# Work request
With pictures omitted, transcribe exactly the lines from the one containing "Target: stone retaining wall" to the end of the records below.

** Opening Given data block **

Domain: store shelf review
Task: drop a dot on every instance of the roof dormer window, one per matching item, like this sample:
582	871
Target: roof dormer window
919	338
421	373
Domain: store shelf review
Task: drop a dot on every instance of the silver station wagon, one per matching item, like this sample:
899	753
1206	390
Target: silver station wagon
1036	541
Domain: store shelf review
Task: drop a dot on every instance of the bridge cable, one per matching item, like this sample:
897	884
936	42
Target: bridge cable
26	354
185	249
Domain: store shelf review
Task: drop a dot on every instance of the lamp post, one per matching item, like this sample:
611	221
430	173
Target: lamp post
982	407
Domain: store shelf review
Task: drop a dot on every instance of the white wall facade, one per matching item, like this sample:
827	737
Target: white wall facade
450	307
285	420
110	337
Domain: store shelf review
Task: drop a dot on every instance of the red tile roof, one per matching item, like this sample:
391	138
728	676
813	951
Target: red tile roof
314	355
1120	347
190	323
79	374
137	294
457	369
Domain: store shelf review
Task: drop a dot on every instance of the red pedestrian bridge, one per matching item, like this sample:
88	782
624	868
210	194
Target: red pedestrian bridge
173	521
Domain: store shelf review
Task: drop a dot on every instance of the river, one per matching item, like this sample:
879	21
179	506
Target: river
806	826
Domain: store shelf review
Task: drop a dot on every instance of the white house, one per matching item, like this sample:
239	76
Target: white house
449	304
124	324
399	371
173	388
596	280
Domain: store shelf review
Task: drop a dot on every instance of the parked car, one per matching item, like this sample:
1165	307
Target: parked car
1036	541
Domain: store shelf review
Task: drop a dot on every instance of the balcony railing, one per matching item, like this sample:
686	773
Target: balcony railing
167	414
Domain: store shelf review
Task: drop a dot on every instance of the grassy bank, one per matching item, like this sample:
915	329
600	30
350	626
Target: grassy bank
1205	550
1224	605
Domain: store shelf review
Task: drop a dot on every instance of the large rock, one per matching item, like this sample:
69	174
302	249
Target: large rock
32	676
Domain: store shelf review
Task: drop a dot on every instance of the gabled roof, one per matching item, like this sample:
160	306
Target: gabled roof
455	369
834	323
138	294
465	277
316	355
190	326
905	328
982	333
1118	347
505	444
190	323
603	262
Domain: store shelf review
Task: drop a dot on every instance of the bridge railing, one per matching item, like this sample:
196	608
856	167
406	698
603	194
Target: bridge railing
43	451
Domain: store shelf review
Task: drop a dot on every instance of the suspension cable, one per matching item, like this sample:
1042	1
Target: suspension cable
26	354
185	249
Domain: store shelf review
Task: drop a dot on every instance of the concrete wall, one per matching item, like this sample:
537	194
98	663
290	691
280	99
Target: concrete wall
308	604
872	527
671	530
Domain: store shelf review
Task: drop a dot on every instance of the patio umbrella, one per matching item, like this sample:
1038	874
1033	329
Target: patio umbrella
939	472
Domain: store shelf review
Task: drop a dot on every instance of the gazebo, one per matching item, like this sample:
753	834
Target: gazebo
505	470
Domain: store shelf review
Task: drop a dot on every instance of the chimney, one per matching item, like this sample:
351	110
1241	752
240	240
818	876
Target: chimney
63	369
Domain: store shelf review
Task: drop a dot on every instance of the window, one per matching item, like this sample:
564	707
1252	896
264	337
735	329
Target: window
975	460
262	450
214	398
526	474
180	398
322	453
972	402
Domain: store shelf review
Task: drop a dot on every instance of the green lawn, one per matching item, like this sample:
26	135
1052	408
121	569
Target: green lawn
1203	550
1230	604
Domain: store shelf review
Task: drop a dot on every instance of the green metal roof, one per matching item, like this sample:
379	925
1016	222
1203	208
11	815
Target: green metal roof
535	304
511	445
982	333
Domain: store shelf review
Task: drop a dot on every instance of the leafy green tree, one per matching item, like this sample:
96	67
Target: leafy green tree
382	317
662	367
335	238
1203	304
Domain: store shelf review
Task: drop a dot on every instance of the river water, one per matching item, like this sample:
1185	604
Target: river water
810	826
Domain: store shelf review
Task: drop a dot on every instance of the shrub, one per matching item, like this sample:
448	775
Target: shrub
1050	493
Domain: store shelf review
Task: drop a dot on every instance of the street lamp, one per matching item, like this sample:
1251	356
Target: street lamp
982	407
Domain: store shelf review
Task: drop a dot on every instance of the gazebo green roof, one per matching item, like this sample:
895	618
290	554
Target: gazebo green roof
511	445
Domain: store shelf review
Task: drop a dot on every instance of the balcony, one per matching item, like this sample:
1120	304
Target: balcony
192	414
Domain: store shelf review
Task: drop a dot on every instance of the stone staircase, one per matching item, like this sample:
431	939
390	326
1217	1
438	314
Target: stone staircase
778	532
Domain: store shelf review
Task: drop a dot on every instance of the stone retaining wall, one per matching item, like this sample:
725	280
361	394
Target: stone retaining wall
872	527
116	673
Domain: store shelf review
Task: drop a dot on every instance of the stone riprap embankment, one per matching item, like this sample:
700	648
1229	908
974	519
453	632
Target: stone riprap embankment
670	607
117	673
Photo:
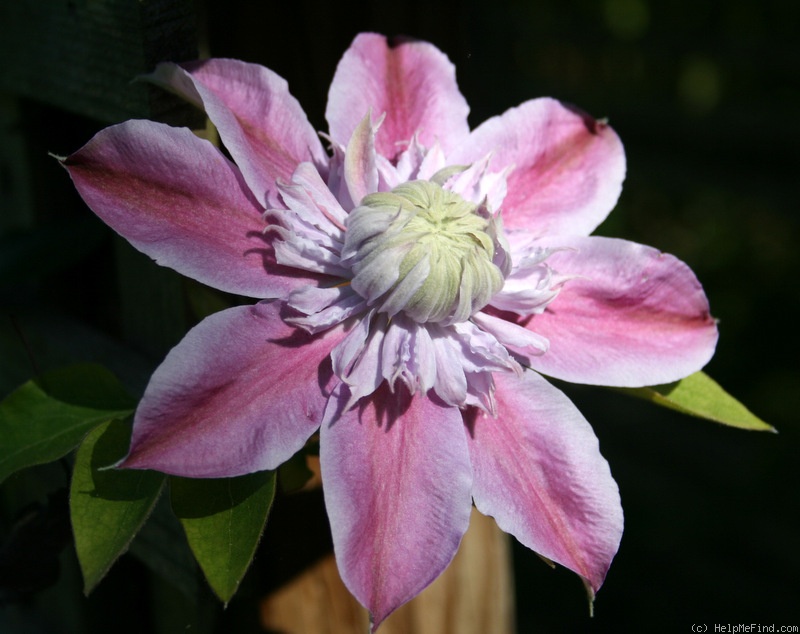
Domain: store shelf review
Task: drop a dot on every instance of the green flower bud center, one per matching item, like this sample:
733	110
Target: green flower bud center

** Closing Given data block **

# Output for this task
Target: stone retaining wall
872	527
116	673
Domain: store shelf review
Task: drop a dot on every instance of the stone riprap embankment, one per matching item, like this sample:
700	648
1229	908
974	519
453	632
Target: stone riprap embankment
670	607
117	673
Photo:
Domain: store shelf review
Task: drop a dot on every instance of the green flower bud center, one per matching item, like this sample:
733	110
Target: green flower bud center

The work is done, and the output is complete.